## Instructions to follow
Copy out the data below verbatim.

-- Start Provided material --

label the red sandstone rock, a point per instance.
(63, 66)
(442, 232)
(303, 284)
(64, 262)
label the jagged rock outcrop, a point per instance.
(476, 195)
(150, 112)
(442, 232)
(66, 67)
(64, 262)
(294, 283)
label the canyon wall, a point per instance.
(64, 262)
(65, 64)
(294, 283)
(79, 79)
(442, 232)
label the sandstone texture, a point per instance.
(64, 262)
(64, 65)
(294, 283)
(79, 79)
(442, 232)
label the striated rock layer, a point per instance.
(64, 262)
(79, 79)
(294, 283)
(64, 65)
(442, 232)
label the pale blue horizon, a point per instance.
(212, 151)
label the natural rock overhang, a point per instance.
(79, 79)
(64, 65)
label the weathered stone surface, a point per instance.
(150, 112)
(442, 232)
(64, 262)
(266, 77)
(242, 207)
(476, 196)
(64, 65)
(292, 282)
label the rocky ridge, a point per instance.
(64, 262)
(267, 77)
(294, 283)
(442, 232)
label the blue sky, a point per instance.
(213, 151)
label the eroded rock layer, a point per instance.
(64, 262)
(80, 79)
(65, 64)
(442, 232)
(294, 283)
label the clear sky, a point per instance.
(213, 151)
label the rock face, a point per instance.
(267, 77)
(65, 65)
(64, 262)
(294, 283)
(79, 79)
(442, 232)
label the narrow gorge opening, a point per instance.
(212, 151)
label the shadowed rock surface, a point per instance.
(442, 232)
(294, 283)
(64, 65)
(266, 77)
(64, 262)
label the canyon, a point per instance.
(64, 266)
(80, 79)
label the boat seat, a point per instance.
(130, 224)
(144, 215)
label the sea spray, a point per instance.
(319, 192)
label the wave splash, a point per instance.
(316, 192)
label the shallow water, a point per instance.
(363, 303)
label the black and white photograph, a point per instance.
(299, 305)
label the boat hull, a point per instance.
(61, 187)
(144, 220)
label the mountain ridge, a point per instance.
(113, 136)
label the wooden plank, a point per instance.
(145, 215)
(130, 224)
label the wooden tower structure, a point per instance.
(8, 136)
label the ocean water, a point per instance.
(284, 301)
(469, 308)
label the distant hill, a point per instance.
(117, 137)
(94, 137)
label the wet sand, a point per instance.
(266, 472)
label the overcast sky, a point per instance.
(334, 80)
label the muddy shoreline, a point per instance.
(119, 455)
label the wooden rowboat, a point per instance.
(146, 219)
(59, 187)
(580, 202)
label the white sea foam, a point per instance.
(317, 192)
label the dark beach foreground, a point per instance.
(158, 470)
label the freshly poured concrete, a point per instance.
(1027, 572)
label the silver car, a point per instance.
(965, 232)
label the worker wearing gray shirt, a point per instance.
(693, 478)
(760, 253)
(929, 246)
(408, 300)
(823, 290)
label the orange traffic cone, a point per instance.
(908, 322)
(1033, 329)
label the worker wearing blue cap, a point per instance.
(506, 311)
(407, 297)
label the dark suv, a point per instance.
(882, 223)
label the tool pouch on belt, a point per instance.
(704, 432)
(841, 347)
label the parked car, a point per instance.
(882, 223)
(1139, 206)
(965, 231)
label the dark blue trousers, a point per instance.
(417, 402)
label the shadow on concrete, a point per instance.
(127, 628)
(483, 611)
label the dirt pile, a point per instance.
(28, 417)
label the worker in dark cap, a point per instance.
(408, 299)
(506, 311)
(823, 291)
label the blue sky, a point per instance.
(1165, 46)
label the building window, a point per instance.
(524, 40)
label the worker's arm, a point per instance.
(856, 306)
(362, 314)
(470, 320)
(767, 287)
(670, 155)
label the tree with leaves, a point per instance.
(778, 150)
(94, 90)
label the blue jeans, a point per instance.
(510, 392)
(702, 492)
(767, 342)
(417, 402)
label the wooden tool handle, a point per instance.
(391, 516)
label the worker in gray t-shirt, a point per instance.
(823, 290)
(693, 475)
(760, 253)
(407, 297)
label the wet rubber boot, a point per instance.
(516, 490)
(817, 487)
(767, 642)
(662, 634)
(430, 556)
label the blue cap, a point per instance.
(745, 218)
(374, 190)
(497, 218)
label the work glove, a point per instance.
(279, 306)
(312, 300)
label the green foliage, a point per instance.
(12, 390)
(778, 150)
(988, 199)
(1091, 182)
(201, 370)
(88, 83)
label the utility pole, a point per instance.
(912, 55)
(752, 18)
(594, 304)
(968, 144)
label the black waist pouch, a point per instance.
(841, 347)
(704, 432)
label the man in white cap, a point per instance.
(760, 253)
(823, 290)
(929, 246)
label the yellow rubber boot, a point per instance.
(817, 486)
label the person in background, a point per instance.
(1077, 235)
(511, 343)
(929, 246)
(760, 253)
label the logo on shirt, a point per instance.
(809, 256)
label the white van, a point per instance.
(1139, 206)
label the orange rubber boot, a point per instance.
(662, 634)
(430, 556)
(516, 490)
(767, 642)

-- End Provided material --

## Response to the exercise
label the red sandstone rock, a point per instance.
(63, 66)
(442, 232)
(303, 284)
(64, 262)
label the jagged rock outcrop, a point per instance.
(476, 195)
(150, 112)
(442, 232)
(66, 67)
(64, 262)
(294, 283)
label the canyon wall, a point per instance.
(64, 262)
(65, 64)
(294, 283)
(79, 79)
(442, 232)
label the sandstone texture, a point per instance.
(64, 262)
(64, 65)
(294, 283)
(79, 79)
(442, 232)
label the striated rock layer, a point per instance.
(64, 262)
(79, 79)
(294, 283)
(64, 65)
(442, 232)
label the pale blue horizon, a point per instance.
(212, 151)
label the natural rock overhang, a point per instance.
(79, 79)
(64, 65)
label the weathered stone surface, a point per instance.
(150, 112)
(442, 232)
(64, 262)
(266, 77)
(242, 207)
(476, 196)
(64, 65)
(292, 282)
label the rocky ridge, a point per instance.
(64, 262)
(267, 77)
(294, 283)
(442, 232)
label the blue sky, a point per instance.
(213, 151)
label the eroded rock layer, a point per instance.
(64, 262)
(80, 79)
(65, 64)
(442, 232)
(294, 283)
label the clear sky, a point per instance.
(213, 151)
label the rock face, a point per instance.
(267, 77)
(65, 65)
(64, 262)
(294, 283)
(79, 79)
(442, 232)
label the narrow gorge opening, a point per instance.
(212, 151)
label the shadowed rock surface, a point per instance.
(442, 232)
(294, 283)
(64, 65)
(266, 77)
(64, 262)
label the canyon, a point per instance.
(64, 266)
(80, 79)
label the boat seat, a point per instance.
(130, 224)
(144, 215)
label the sea spray, a point per instance.
(319, 192)
label the wave splash, a point per instance.
(316, 192)
label the shallow water, a point per instance.
(363, 303)
label the black and white photograph, a point per instance.
(299, 305)
label the boat hull, a point per instance.
(61, 187)
(144, 220)
label the mountain ridge, a point per instance.
(113, 136)
label the wooden plank, a point per instance.
(145, 215)
(130, 224)
label the wooden tower structure, a point per instance.
(8, 136)
label the ocean water, a point per instance.
(284, 301)
(469, 308)
label the distant hill, a point per instance.
(117, 137)
(94, 137)
label the wet sand, a point per instance.
(266, 472)
label the overcast sky, a point per instance.
(334, 80)
label the muddy shoreline, a point per instance.
(119, 455)
label the wooden rowboat, a point per instance.
(146, 219)
(59, 187)
(580, 202)
label the white sea foam, a point per instance.
(317, 192)
label the dark beach foreground, a point per instance.
(158, 470)
label the freshly poured concrete, a point per instance.
(1027, 572)
label the silver car, a point per instance.
(965, 232)
label the worker wearing gray shirt, a point per instance.
(693, 478)
(760, 253)
(929, 246)
(408, 300)
(823, 290)
label the orange traffic cone, a point per instance.
(908, 322)
(1033, 329)
label the worker wearing blue cap, a point per instance.
(506, 311)
(407, 297)
label the dark suv, a point per instance.
(882, 223)
label the tool pouch on belt, a point per instance.
(704, 432)
(841, 347)
label the parked car, a point per instance.
(882, 223)
(1139, 206)
(965, 231)
label the dark blue trousers, a point per instance.
(417, 402)
label the shadow on concrete, a point per instance.
(127, 628)
(483, 611)
label the dirt pile, a point per instance.
(28, 417)
label the worker in dark cap, a point per instance.
(408, 299)
(506, 311)
(823, 291)
label the blue sky, a point per instance.
(1165, 46)
label the building window, a point per instance.
(524, 40)
label the worker's arm, a point per instance.
(856, 306)
(362, 314)
(470, 320)
(767, 287)
(670, 155)
label the tree with leaves, a point per instance.
(778, 150)
(94, 90)
label the blue jeans, a point per instance.
(510, 392)
(702, 492)
(767, 342)
(417, 402)
label the wooden tool handle, a point per instance.
(391, 516)
label the worker in gray t-shirt, a point per instance.
(823, 290)
(693, 475)
(760, 253)
(407, 297)
label the wet rubber boot, a point per instance.
(516, 490)
(817, 487)
(767, 642)
(662, 634)
(430, 556)
label the blue cap, a point per instance.
(745, 218)
(374, 190)
(497, 218)
label the work glove, a point per instance.
(279, 306)
(312, 300)
label the green foliage, a point per instance.
(12, 390)
(778, 150)
(988, 199)
(1091, 182)
(201, 370)
(88, 83)
label the utility pole, a point per instance.
(912, 55)
(752, 18)
(594, 304)
(968, 144)
label the black waist pouch, a point per instance.
(841, 347)
(704, 432)
label the man in white cap, a point per instance.
(760, 253)
(823, 290)
(929, 246)
label the yellow rubber boot, a point per instance.
(817, 486)
label the person in background, a point per instance.
(1077, 235)
(511, 343)
(929, 246)
(760, 253)
label the logo on shirt, a point per instance.
(809, 256)
label the white van, a point per instance.
(1139, 206)
label the orange rubber boot, a point per instance.
(662, 634)
(430, 556)
(516, 490)
(767, 642)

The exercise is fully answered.